◆ PAGE EXTRACT ◆
* * *

For the record, only 24 Utah collegiate players have been taken in the first round of the NFL draft, but that comes with several qualifiers — two of them were taken in the first round of the supplemental draft, two of them were taken by the old AFL (before it merged with the NFL), and one of them (the incomparable Merlin Olsen) was counted once but was actually drafted twice in the first round in the same year — by an NFL team and an AFL team.

Utah collegians taken in the first round of the NFL draft

If Love is chosen in the first round, he would be the first USU player taken in the first round since Phil Olsen in 1970. He also would be the seventh Utah collegiate quarterback to do so, if you count Steve Young. Young would’ve been a high first-round draft pick in 1984 if he hadn’t signed with the soon-to-be defunct United States Football League. A couple of months later, the NFL held a supplemental draft of players who had been selected that year by the USFL, and Young was the first player chosen (Buccaneers).

The other quarterbacks who were taken in the first round were Utah’s Lee Grosscup in 1959 (Giants); USU’s Bill Munson in 1964 (Rams); BYU’s Marc Wilson in 1980 (Raiders); BYU’s Jim McMahon in 1982 (Bears); and Utah’s Alex Smith in 2005 (Chiefs).

Grosscup played in only 16 games during three years in the NFL and AFL, throwing for 10 touchdowns and 12 interceptions. Munson played for 16 years, for five teams. He started two seasons for the Rams and alternated as the starter and backup for eight years with the Lions. He passed for 84 touchdowns, 80 interceptions and almost 13,000 yards.

Wilson was the Raiders’ starting quarterback for a time and led them to a division title in 1985, but he lost his job to ageless wonder Jim Plunkett. Wilson played 10 years in the NFL, the last two for the New England Patriots. He threw for 86 touchdowns, 102 interceptions and 14,391 yards.

* * *

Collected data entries
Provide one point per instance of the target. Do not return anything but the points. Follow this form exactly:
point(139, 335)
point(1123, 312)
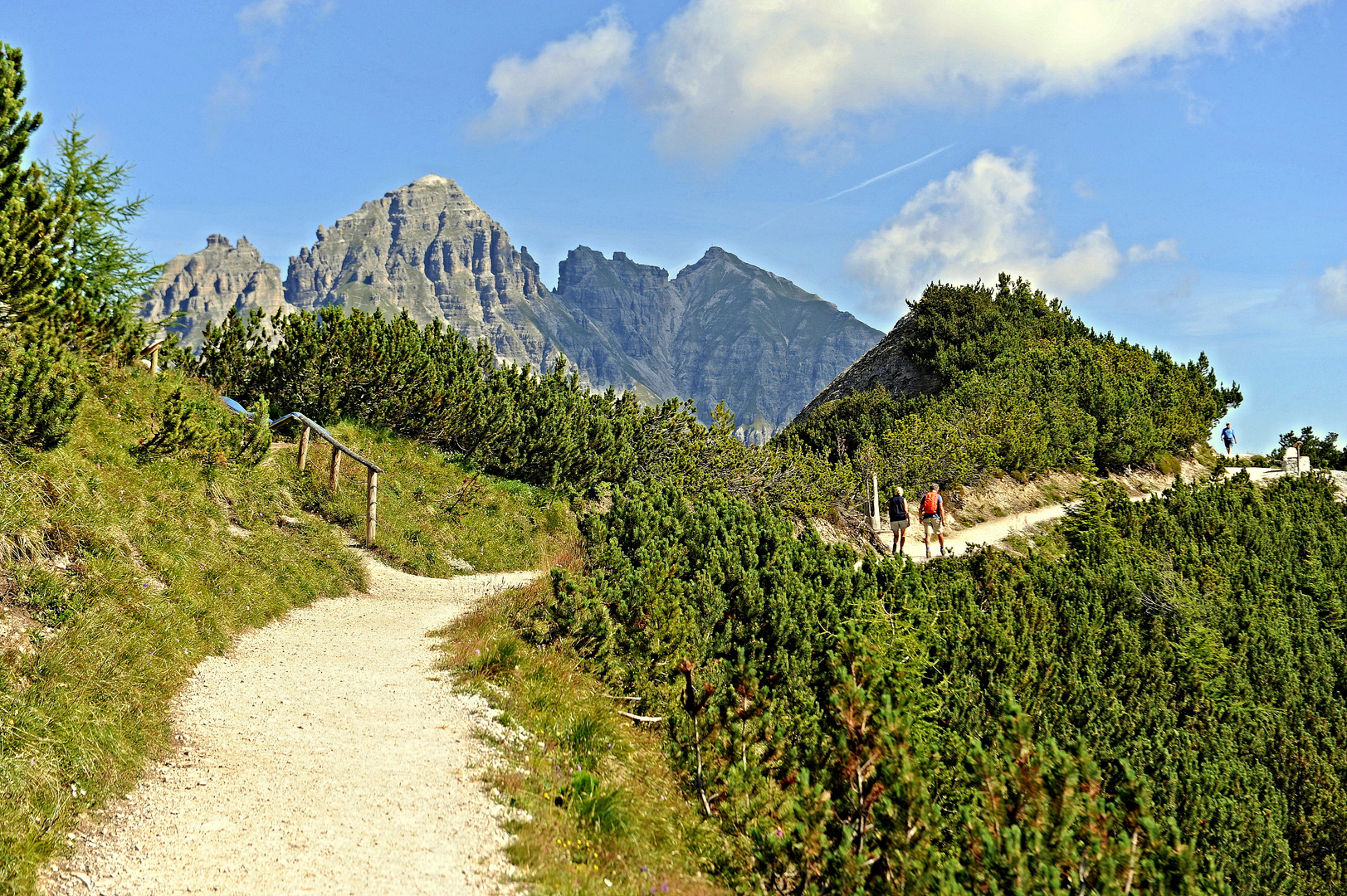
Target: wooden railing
point(372, 469)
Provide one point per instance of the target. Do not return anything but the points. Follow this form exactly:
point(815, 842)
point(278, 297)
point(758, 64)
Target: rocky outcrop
point(722, 330)
point(430, 251)
point(886, 365)
point(203, 286)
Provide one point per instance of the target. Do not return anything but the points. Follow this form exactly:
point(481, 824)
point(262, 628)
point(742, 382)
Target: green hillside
point(1024, 386)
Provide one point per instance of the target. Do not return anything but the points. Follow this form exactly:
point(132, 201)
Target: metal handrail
point(372, 469)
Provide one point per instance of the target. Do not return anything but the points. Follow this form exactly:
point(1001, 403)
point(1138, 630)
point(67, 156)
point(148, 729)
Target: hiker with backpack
point(932, 516)
point(899, 520)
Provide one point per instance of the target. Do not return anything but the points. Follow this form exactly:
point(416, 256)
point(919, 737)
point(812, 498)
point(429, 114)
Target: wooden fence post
point(372, 507)
point(335, 469)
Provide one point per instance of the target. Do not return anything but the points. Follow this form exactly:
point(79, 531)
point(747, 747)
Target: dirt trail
point(321, 755)
point(998, 530)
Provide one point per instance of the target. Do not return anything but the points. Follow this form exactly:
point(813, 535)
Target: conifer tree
point(34, 224)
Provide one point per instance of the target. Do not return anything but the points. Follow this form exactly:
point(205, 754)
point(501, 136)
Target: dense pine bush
point(41, 388)
point(1163, 705)
point(1025, 387)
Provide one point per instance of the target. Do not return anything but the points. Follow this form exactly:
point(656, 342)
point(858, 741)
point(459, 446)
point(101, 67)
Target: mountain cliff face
point(722, 330)
point(205, 285)
point(884, 365)
point(428, 250)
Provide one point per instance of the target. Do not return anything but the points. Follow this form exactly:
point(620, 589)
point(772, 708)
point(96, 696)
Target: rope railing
point(372, 469)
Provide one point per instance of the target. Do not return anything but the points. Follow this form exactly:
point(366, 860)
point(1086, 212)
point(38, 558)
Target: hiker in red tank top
point(932, 516)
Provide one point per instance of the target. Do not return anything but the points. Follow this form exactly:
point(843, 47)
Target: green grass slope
point(124, 576)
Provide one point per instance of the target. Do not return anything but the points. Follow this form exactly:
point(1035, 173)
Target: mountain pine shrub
point(1027, 386)
point(1157, 710)
point(41, 388)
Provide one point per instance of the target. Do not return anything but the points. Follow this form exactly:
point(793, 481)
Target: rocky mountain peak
point(428, 250)
point(203, 286)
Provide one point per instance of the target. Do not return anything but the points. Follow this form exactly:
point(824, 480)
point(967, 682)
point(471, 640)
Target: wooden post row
point(372, 507)
point(335, 469)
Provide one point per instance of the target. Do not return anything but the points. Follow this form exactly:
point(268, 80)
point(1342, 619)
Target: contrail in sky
point(865, 183)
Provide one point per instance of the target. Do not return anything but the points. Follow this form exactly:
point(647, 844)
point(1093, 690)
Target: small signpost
point(153, 353)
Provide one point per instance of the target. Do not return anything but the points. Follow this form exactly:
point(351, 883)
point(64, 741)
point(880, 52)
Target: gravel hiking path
point(322, 755)
point(996, 531)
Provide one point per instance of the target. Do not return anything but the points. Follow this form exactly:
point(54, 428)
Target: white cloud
point(1161, 251)
point(263, 22)
point(974, 224)
point(722, 73)
point(568, 75)
point(275, 11)
point(1332, 290)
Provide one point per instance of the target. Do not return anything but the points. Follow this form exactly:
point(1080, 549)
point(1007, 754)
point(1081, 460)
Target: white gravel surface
point(321, 756)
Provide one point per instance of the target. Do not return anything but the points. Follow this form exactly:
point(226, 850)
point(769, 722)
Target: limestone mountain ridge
point(721, 330)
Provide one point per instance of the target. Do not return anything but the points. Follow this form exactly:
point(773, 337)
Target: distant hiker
point(899, 519)
point(932, 516)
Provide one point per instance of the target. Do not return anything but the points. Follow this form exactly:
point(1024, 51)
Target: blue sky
point(1174, 170)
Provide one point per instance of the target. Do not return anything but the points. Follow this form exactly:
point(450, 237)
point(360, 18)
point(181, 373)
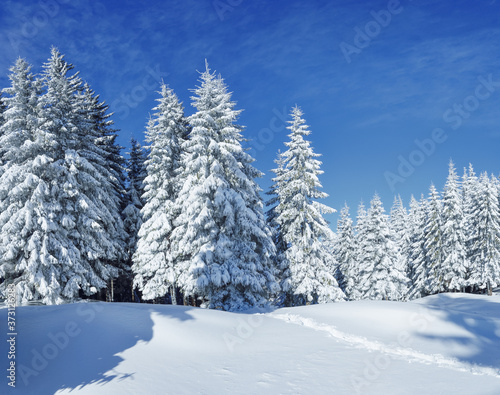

* * *

◆ DIRECTIONS ◆
1. Can you quote the whole passage on Utah college players taken in the first round of the NFL draft?
2. Could you write out the entries again, starting at their first line and stopping after the line that has "point(1024, 386)", with "rocky outcrop" renamed to "stone outcrop" and nothing else changed? Leave the pictures out of your answer.

◆ EXERCISE SOLUTIONS ◆
1.
For the record, only 24 Utah collegiate players have been taken in the first round of the NFL draft, but that comes with several qualifiers — two of them were taken in the first round of the supplemental draft, two of them were taken by the old AFL (before it merged with the NFL), and one of them (the incomparable Merlin Olsen) was counted once but was actually drafted twice in the first round in the same year — by an NFL team and an AFL team.

Utah collegians taken in the first round of the NFL draft

If Love is chosen in the first round, he would be the first USU player taken in the first round since Phil Olsen in 1970. He also would be the seventh Utah collegiate quarterback to do so, if you count Steve Young. Young would’ve been a high first-round draft pick in 1984 if he hadn’t signed with the soon-to-be defunct United States Football League. A couple of months later, the NFL held a supplemental draft of players who had been selected that year by the USFL, and Young was the first player chosen (Buccaneers).

The other quarterbacks who were taken in the first round were Utah’s Lee Grosscup in 1959 (Giants); USU’s Bill Munson in 1964 (Rams); BYU’s Marc Wilson in 1980 (Raiders); BYU’s Jim McMahon in 1982 (Bears); and Utah’s Alex Smith in 2005 (Chiefs).

Grosscup played in only 16 games during three years in the NFL and AFL, throwing for 10 touchdowns and 12 interceptions. Munson played for 16 years, for five teams. He started two seasons for the Rams and alternated as the starter and backup for eight years with the Lions. He passed for 84 touchdowns, 80 interceptions and almost 13,000 yards.

Wilson was the Raiders’ starting quarterback for a time and led them to a division title in 1985, but he lost his job to ageless wonder Jim Plunkett. Wilson played 10 years in the NFL, the last two for the New England Patriots. He threw for 86 touchdowns, 102 interceptions and 14,391 yards.

2.
Provide one point per instance of the target. Do not return anything but the points. Follow this form exactly:
point(139, 335)
point(1123, 312)
Target: wooden railing
point(372, 469)
Provide one point per instance of the target. Do not return anything but the points. Follow this form exactly:
point(815, 842)
point(278, 297)
point(758, 64)
Target: stone outcrop
point(722, 330)
point(430, 251)
point(886, 365)
point(203, 286)
Provide one point per instance of the target. Do not return anything but the points. Follow this form exactly:
point(481, 824)
point(262, 628)
point(742, 382)
Target: green hillside
point(1024, 386)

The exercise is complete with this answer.